__SUPPLIED TEXT__
—————

Pass tuple as input argument for scipy.optimize.curve_fit

Question

I have the following code:

import numpy as np
from scipy.optimize import curve_fit


def func(x, p): return p[0] + p[1] + x


popt, pcov = curve_fit(func, np.arange(10), np.arange(10), p0=(0, 0)) 

It will raise TypeError: func() takes exactly 2 arguments (3 given). Well, that sounds fair - curve_fit unpact the (0, 0) to be two scalar inputs. So I tried this:

popt, pcov = curve_fit(func, np.arange(10), np.arange(10), p0=((0, 0),))

Again, it said: ValueError: object too deep for desired array

If I left it as default (not specifying p0):

popt, pcov = curve_fit(func, np.arange(10), np.arange(10))  

It will raise IndexError: invalid index to scalar variable. Obviously, it only gave the function a scalar for p.

I can make def func(x, p1, p2): return p1 + p2 + x to get it working, but with more complicated situations the code is going to look verbose and messy. I'd really love it if there's a cleaner solution to this problem.

Thanks!

Answer 1

Not sure if this is cleaner, but at least it is easier now to add more parameters to the fitting function. Maybe one could even make an even better solution out of this.

import numpy as np
from scipy.optimize import curve_fit


def func(x, p): return p[0] + p[1] * x

def func2(*args):
    return func(args[0],args[1:])

popt, pcov = curve_fit(func2, np.arange(10), np.arange(10), p0=(0, 0))
print popt,pcov

EDIT: This works for me

import numpy as np
from scipy.optimize import curve_fit

def func(x, *p): return p[0] + p[1] * x

popt, pcov = curve_fit(func, np.arange(10), np.arange(10), p0=(0, 0))
print popt,pcov

Answer 2

Problem

When using curve_fit you must explicitly say the number of fit parameters. Doing something like:

def f(x, *p):
    return sum( [p[i]*x**i for i in range(len(p))] )

—————

__SOURCE MATERIAL__
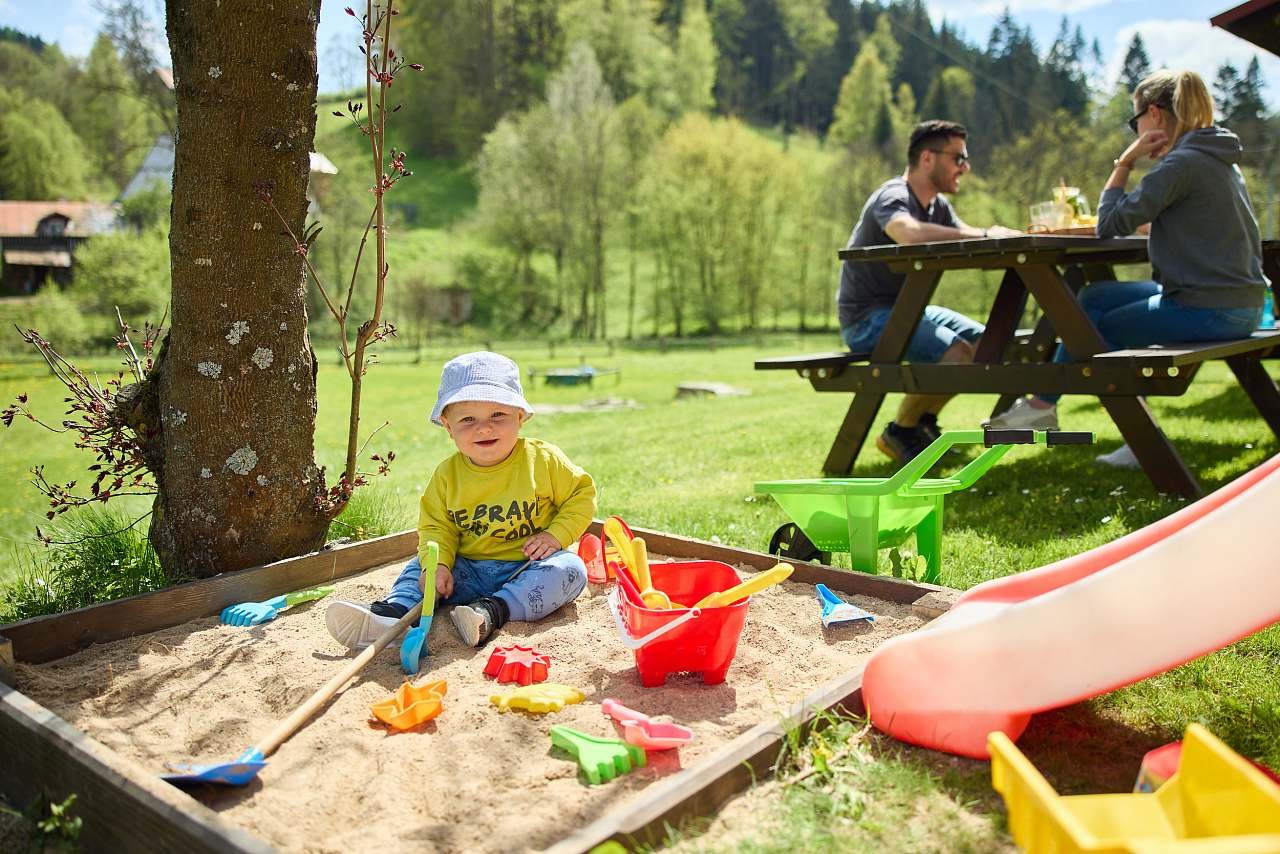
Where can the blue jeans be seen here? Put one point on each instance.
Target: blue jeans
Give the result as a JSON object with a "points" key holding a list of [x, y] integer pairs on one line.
{"points": [[533, 594], [933, 336], [1138, 314]]}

—————

What comes next in the forum thread about passing a tuple to scipy.optimize.curve_fit? Write its continuation, picking up from where it stops.

would be great, since it would be a general nth-order polynomial fitting function, but unfortunately, in my SciPy 0.12.0, it raises:

ValueError: Unable to determine number of fit parameters.

Solution

So you should do:

def f_1(x, p0, p1):
    return p0 + p1*x

def f_2(x, p0, p1, p2):
    return p0 + p1*x + p2*x**2

and so forth...

Then you can call using the p0 argument:

curve_fit(f_1, xdata, ydata, p0=(0,0))

Answer 3

scipy.optimize.curve_fit

scipy.optimize.curve_fit(f, xdata, ydata, p0=None, sigma=None, **kw)

Use non-linear least squares to fit a function, f, to data.

Assumes ydata = f(xdata, *params) + eps

Explaining the idea

The function to be fitted should take only scalars (not: *p0). Remember that the result of the fit depends on the initialization parameters.

Working example

import numpy as np
from scipy.optimize import curve_fit
import matplotlib.pyplot as plt

def func(x, a0, a1):
    return a0 + a1 * x

x, y = np.arange(10), np.arange(10) + np.random.randn(10)/10
popt, pcov = curve_fit(func, x, y, p0=(1, 1))

# Plot the results
plt.title('Fit parameters:\n a0=%.2e a1=%.2e' % (popt[0], popt[1]))
# Data
plt.plot(x, y, 'rx')
# Fitted function
x_fine = np.linspace(x[0], x[-1], 100)
plt.plot(x_fine, func(x_fine, popt[0], popt[1]), 'b-')
plt.savefig('Linear_fit.png')
plt.show()